*Task goal:* Copy out all of the material. Every line must match the original.

---- Given records

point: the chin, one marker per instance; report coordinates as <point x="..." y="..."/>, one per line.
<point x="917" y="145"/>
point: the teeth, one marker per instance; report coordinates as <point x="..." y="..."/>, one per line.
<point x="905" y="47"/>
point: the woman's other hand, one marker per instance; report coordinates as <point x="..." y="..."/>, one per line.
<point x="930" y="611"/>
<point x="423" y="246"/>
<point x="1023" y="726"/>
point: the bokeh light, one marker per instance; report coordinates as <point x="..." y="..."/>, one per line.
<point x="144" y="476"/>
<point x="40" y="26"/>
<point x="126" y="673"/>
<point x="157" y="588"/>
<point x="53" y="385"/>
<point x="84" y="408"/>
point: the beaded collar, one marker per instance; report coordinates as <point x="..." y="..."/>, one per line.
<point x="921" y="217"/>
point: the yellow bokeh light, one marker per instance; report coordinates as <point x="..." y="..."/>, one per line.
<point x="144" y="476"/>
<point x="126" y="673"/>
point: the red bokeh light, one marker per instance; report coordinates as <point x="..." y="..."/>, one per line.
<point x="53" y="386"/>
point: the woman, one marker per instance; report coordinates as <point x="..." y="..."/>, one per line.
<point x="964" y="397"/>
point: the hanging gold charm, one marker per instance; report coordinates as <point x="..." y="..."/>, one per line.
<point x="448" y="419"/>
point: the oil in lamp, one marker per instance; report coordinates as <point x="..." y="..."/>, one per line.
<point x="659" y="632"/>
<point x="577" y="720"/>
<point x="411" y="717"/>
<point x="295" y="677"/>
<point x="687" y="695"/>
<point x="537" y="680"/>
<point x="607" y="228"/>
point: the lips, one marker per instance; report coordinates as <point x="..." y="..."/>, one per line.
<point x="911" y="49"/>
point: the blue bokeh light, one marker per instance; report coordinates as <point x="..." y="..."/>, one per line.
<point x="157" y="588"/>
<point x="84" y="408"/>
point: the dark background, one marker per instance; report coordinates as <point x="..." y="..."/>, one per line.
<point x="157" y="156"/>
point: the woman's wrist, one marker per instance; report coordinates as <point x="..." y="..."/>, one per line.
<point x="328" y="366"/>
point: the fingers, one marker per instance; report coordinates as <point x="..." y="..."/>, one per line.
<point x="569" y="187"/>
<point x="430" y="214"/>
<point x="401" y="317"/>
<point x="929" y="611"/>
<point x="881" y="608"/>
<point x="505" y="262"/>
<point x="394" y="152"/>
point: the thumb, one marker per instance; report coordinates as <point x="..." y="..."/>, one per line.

--------

*Result:*
point: the chin, one marker per instance; report coordinates as <point x="..." y="..."/>, one per line.
<point x="917" y="145"/>
point: the teeth, one marker per instance; report coordinates as <point x="..." y="..."/>, one per line.
<point x="905" y="47"/>
point: the woman's other hand, one marker per instance; report coordinates as <point x="..." y="..."/>, one per line.
<point x="930" y="611"/>
<point x="423" y="246"/>
<point x="1023" y="726"/>
point: the bokeh light, one marker per instance; report coordinates as <point x="..." y="..."/>, one per line.
<point x="144" y="476"/>
<point x="40" y="26"/>
<point x="126" y="673"/>
<point x="157" y="588"/>
<point x="53" y="385"/>
<point x="84" y="408"/>
point: the beaded collar, one marker per instance; report coordinates as <point x="..." y="..."/>, one per line.
<point x="921" y="217"/>
point: the yellow bokeh light, one marker per instance; report coordinates as <point x="..." y="..."/>, one per line.
<point x="144" y="476"/>
<point x="126" y="673"/>
point: the red bokeh light, one marker per instance; report coordinates as <point x="..." y="..."/>, one per line.
<point x="53" y="386"/>
point: the woman, one marker per instance; report coordinates as <point x="..." y="..."/>, one per line.
<point x="964" y="397"/>
point: the hanging gold charm, one marker per instance; report coordinates as <point x="..." y="..."/>, one per line.
<point x="448" y="419"/>
point: the oil in lamp, one marker per instance; report coordinates as <point x="..." y="..."/>, one per line.
<point x="659" y="632"/>
<point x="577" y="720"/>
<point x="411" y="717"/>
<point x="295" y="677"/>
<point x="687" y="695"/>
<point x="537" y="680"/>
<point x="607" y="228"/>
point: the lips, one marker per instance; report coordinates as <point x="..." y="..."/>, one per line.
<point x="911" y="49"/>
point: the blue bokeh light, one marker per instance; report coordinates as <point x="..." y="..."/>, one per line.
<point x="157" y="588"/>
<point x="84" y="408"/>
point: the dark background, one marker per instance; report coordinates as <point x="..." y="..."/>, one per line.
<point x="157" y="156"/>
point: the woman's wrist, one marker per instance; report coordinates as <point x="..." y="..."/>, one per line.
<point x="328" y="366"/>
point: the fingers, one marker per instance; report coordinates as <point x="..." y="..."/>, one per line.
<point x="569" y="187"/>
<point x="430" y="214"/>
<point x="401" y="317"/>
<point x="929" y="611"/>
<point x="881" y="608"/>
<point x="505" y="262"/>
<point x="394" y="152"/>
point: the thumb, one marker per instance; report coordinates as <point x="..." y="..."/>, one per line.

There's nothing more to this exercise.